Documento:
========
Jesús iba adquiriendo conocimientos a partir de las cosas que le rodeaban, de María y de José, de sus maestros, de sus vecinos, de la experiencia de la vida que posee todo ser humano con el paso de los años. En la sinagoga de Nazaret aprendería la Sagrada Escritura, con los comentarios clásicos que solían acompañar a la explicación. Jesús leía el Antiguo Testamento y aprendía lo que se decía del Mesías; es decir, de Él mismo.
Jesús recibió de José muchas enseñanzas; entre otras, el oficio con el que se ganó la vida y sostuvo luego la casa, cuando el Santo Patriarca abandonó este mundo. Y para aprender, Jesús utilizó sus sentidos, la inteligencia humana, la memoria…, pues los sentidos de Jesús y su entendimiento humano no estaban en él para parecerse externamente a los demás. En Cristo, la inteligencia humana correspondía a su alma racional. Y esta inteligencia no estuvo dormida, como despojada de la actividad que le era propia. No era un adorno; Jesús empleó la inteligencia y los sentidos como todo niño y todo hombre.
La Virgen dejó una profunda impronta en su Hijo: en su forma de ser humana, en dichos y maneras de decir, en las mismas oraciones que los judíos enseñaban a sus hijos. Jesús aprendió de ella su lengua materna, el arameo, y recibió la educación más santa que podía recibir un niño israelita. En casa y en la sinagoga oía hablar el hebreo, la lengua sagrada de las Escrituras. Cuando llegue la ocasión sabrá expresarse en hebreo, citará las Escrituras y hará alguna de sus oraciones en esta lengua.
========
Filas registradas:
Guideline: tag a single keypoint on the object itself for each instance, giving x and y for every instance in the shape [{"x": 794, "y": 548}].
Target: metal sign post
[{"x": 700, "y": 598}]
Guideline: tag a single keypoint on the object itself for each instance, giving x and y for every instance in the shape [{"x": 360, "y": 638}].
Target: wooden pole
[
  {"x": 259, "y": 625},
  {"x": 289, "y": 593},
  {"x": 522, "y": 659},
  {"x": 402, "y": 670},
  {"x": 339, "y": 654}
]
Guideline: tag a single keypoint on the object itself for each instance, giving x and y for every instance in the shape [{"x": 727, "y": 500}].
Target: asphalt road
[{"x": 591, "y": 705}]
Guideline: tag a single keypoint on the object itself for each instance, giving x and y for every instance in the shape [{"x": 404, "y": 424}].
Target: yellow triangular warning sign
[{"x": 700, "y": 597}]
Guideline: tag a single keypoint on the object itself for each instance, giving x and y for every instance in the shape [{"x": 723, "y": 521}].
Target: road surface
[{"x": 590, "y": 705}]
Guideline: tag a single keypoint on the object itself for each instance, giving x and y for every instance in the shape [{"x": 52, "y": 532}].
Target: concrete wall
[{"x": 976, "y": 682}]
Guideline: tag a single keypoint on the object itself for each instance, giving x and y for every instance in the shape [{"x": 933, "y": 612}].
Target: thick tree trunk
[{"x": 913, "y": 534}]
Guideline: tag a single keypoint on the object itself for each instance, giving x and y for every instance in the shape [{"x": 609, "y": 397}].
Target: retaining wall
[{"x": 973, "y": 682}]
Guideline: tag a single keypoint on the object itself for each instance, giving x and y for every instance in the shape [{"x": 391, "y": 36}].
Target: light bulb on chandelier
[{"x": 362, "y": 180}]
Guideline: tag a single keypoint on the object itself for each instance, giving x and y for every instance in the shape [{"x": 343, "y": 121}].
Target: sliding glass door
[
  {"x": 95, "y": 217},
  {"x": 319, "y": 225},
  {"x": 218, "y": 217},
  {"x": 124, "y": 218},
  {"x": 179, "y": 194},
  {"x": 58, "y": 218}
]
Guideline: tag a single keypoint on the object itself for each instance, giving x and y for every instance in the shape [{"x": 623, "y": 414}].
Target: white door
========
Tarea pedida:
Contesta estas preguntas a partir del texto sobre el aprendizaje de Jesús:
1. ¿En qué lugar aprendería Jesús la Sagrada Escritura?
2. ¿Qué enseñanza de José le sirvió a Jesús para ganarse la vida?
3. ¿Cuál fue la lengua materna que Jesús aprendió de la Virgen?

Respuesta esperada:
1. En la sinagoga de Nazaret.
2. El oficio con el que se ganó la vida y luego sostuvo la casa.
3. El arameo.